* TEXTE À LIRE
•••

Jets privés : une question d’exemplarité !

Certains Etats s’interrogent sur les mesures à prendre pour freiner l’expansion de l’aviation d’affaires, entre incitation, règlementation et taxation. L’opinion publique, elle, ne comprendrait pas l’absence de décisions, au nom de l’équité entre citoyens, même si l’impact environnental s’avère in fine très faible.

Les polémiques sur les jets privés ont été vives en France cet été, alors que l’Europe souffrait de la sécheresse et des incendies. L’aviation d’affaires s’est ainsi retrouvé invitée dans le débat sur le réchauffement climatique. Le parti écologiste français (EELV) a rapidement souhaité voir les jets privés purement et simplement interdits.

•••

* EXTRAIT DE DONNÉES
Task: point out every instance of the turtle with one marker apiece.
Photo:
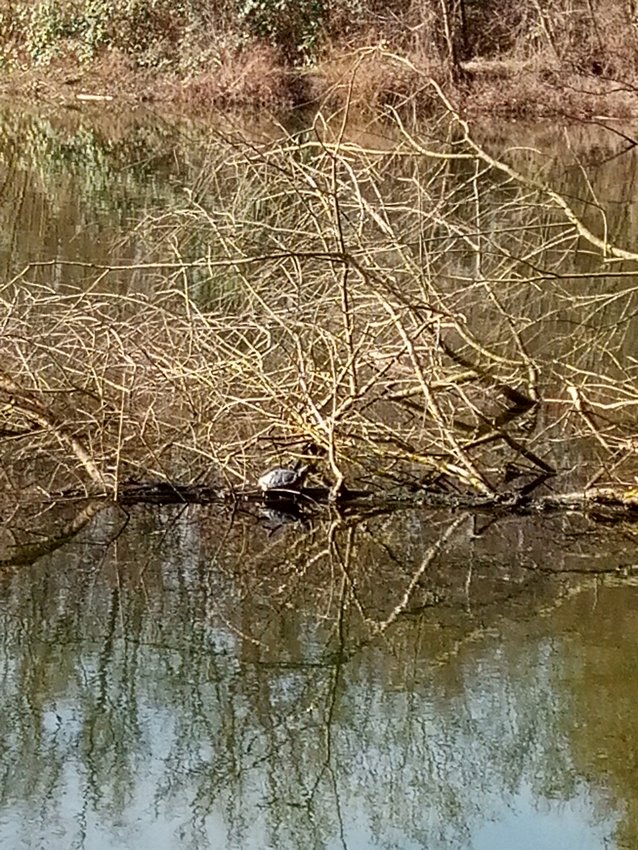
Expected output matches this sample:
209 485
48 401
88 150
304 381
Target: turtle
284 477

•••

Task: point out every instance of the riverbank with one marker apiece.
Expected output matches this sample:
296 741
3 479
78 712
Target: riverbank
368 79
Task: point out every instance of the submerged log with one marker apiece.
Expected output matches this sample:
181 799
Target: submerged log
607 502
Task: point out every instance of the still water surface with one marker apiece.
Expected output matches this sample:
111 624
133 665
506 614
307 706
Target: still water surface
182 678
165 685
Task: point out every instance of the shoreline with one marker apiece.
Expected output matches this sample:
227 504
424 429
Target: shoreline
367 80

•••

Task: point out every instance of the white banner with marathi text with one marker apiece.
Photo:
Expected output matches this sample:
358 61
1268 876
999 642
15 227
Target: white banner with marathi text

•••

* CONSIGNE 1
Traduisez en anglais cette phrase du texte sur les jets privés : « Les polémiques sur les jets privés ont été vives en France cet été, alors que l’Europe souffrait de la sécheresse et des incendies. »
* CONSIGNE 2
Dans les enregistrements, substituez « blue banner » à « white banner » sur le passage allant de la ligne qui contient « Task: point out every instance of the white » jusqu’à celle qui contient « Target: white banner with marathi text ». Redonnez seulement ce passage, sans rien changer d’autre.

* CORRIGÉ DÉTAILLÉ 1
The controversies over private jets were heated in France this summer, while Europe was suffering from drought and wildfires.

* CORRIGÉ DÉTAILLÉ 2
Task: point out every instance of the blue banner with marathi text with one marker apiece.
Photo:
Expected output matches this sample:
358 61
1268 876
999 642
15 227
Target: blue banner with marathi text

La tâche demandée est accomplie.